### Texte fourni ###

Tel est le nœud radical des difficultés de la langue arabe et de ses analogues; voilà l’obstacle qu’il s’agit de faire disparaître, et le moyen s’en indique par la chose elle-même. Puisque la difficulté ne réside point dans le fond du langage, mais dans sa forme, dans la manière de le peindre, et dans un système vicieux [195] d’alfabet, il faut abroger ce système, et lui en substituer un plus simple et plus parfait: or, comme le système alfabétique d’Europe réunit une partie de ces conditions, comme il nous est déjà connu, familier, et que l’on peut l’étendre et le perfectionner, c’est faire tout d’un coup un pas considérable dans la connaissance des langues asiatiques, que de le leur appliquer, et de peindre leurs prononciations par nos caractères; c’est, pour ainsi dire, une transposition comme l’on en pratique en musique, et comme les Arabes eux-mêmes l’usitent quelquefois en écrivant de l’arabe en lettres syriaques, ou de l’arménien en arabe, ce qu’ils appellent écriture kerchouni: dès-lors la lecture de l’arabe, du persan, du turk, maintenant si rebutante, devient tout acquise: l’espèce de voile hiéroglyphique qui la couvrait, disparaît; et ces langues ramenées à la condition de l’espagnol, de l’allemand, du polonais, ne demandent plus qu’un degré d’attention et de travail dont tout le monde est capable.

###

▶ **Consigne 1**:
Dans le passage sur la langue arabe, quel nom les Arabes donnent-ils au fait d'écrire de l'arabe en lettres syriaques ?
▶ **Consigne 2**:
Rédigez la suite du passage sur la langue arabe, en partant de sa dernière phrase.
Les items ne sont pas nécessaires ici.

### Items extraits ###

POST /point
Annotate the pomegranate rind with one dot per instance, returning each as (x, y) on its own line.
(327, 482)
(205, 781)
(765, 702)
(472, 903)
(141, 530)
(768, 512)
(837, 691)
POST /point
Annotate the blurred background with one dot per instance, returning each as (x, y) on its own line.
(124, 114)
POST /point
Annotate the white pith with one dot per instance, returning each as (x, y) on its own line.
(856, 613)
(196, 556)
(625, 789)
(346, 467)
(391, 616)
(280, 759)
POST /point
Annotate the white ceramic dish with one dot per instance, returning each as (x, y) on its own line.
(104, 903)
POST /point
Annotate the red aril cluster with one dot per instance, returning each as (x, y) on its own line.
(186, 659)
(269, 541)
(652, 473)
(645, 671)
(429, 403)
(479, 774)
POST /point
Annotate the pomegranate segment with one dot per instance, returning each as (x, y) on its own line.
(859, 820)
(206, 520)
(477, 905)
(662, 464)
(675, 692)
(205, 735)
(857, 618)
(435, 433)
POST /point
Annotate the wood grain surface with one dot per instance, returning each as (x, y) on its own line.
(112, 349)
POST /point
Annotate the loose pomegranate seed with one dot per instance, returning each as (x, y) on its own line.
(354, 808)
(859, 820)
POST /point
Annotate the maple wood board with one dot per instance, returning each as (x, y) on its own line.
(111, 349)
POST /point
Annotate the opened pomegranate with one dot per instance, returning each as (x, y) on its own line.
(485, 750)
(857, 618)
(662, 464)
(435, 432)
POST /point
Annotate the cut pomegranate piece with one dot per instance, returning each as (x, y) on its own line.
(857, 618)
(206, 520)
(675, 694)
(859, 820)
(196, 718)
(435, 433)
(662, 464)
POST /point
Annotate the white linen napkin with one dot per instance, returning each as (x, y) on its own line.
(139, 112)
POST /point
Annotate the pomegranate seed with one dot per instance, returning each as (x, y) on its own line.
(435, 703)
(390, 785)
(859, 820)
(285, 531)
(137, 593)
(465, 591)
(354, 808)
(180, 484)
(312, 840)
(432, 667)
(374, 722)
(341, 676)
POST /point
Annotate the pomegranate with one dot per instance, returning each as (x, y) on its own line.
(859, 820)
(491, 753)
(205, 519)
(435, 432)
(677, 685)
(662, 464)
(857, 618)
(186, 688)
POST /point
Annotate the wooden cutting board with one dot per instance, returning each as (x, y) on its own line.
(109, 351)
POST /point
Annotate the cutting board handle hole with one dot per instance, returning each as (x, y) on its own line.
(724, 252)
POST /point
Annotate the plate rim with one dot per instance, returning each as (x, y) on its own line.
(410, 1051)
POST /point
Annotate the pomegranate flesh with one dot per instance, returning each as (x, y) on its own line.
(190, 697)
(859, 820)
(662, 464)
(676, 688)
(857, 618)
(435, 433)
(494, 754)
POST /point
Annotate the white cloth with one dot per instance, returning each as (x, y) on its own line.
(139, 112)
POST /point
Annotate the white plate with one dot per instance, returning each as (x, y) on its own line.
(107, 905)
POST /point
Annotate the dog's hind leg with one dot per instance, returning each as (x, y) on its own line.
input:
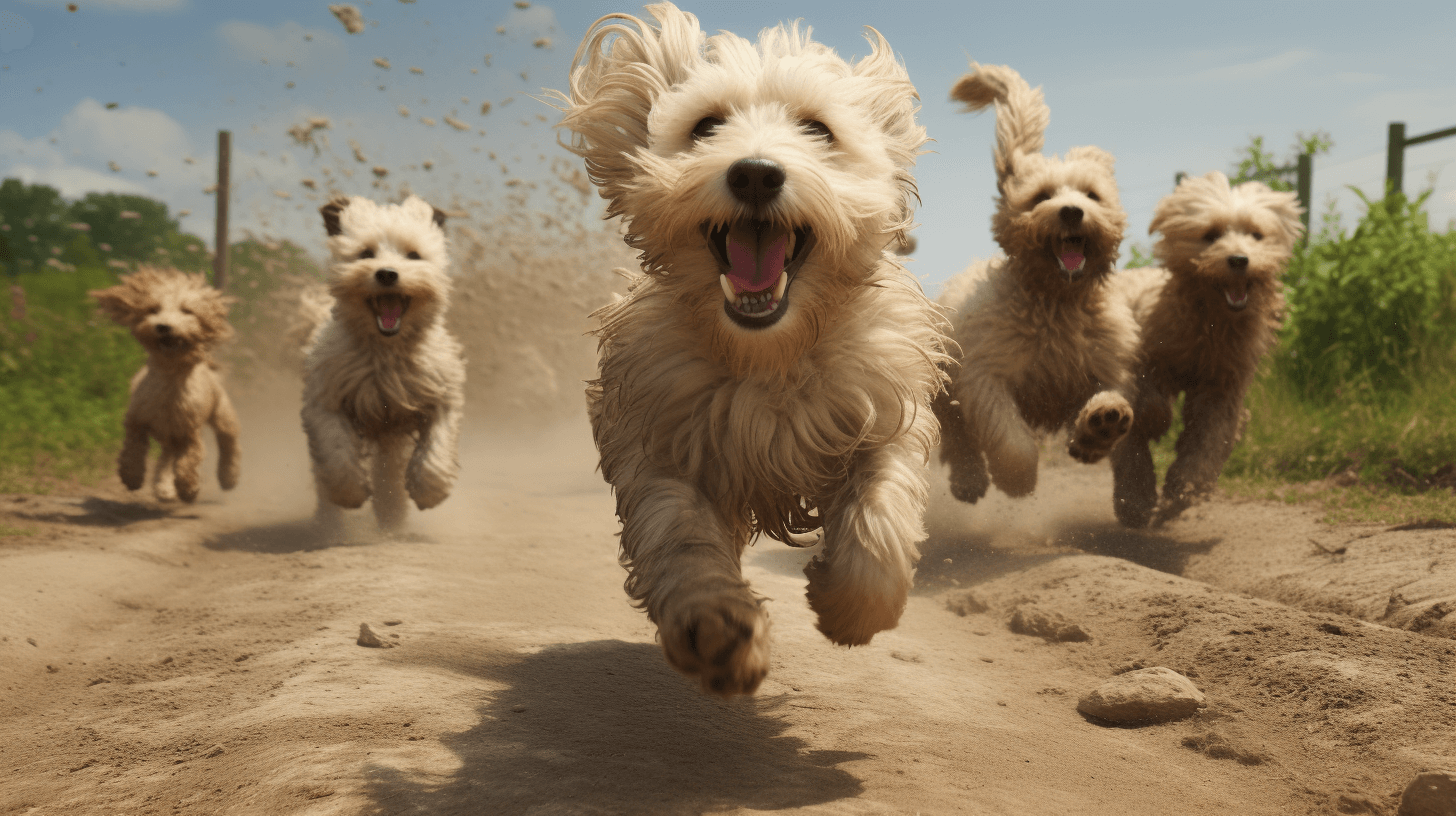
(390, 500)
(682, 560)
(871, 528)
(436, 461)
(337, 453)
(224, 424)
(188, 464)
(1212, 426)
(968, 478)
(131, 465)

###

▶ **Résultat 1**:
Ils l'appellent écriture kerchouni.

▶ **Résultat 2**:
Telle est l’opération simple en principes et féconde en conséquences, que j’exécute en cet ouvrage. Depuis plusieurs années j’en recueille par ma propre expérience et pour mon usage des avantages qui m’en ont constaté la justesse, la solidité, et qui me font regarder comme un service rendu au commerce de publier aujourd’hui ma méthode.

Une seule objection se présente: l’on ne manquera pas de dire qu’en écrivant les langues orientales avec [196] nos caractères européens déjà existans, secondés de quelques caractères de convention, l’on n’apprendra point à lire ni à écrire ces langues en leurs propres lettres, et qu’alors on restera privé de leurs livres, privé des moyens de correspondance; en un mot, que l’on ne pourra les apprendre.

Je ne dénie point cette objection; mais en l’admettant dans toute sa force, je soutiens qu’ayant à choisir entre divers inconvéniens, ceux que l’on évite sont infiniment plus grands que ceux auxquels on se soumet, qui d’ailleurs, susceptibles d’être atténués, emportent avec eux des avantages immenses et incalculables. Faisons-en la balance respective.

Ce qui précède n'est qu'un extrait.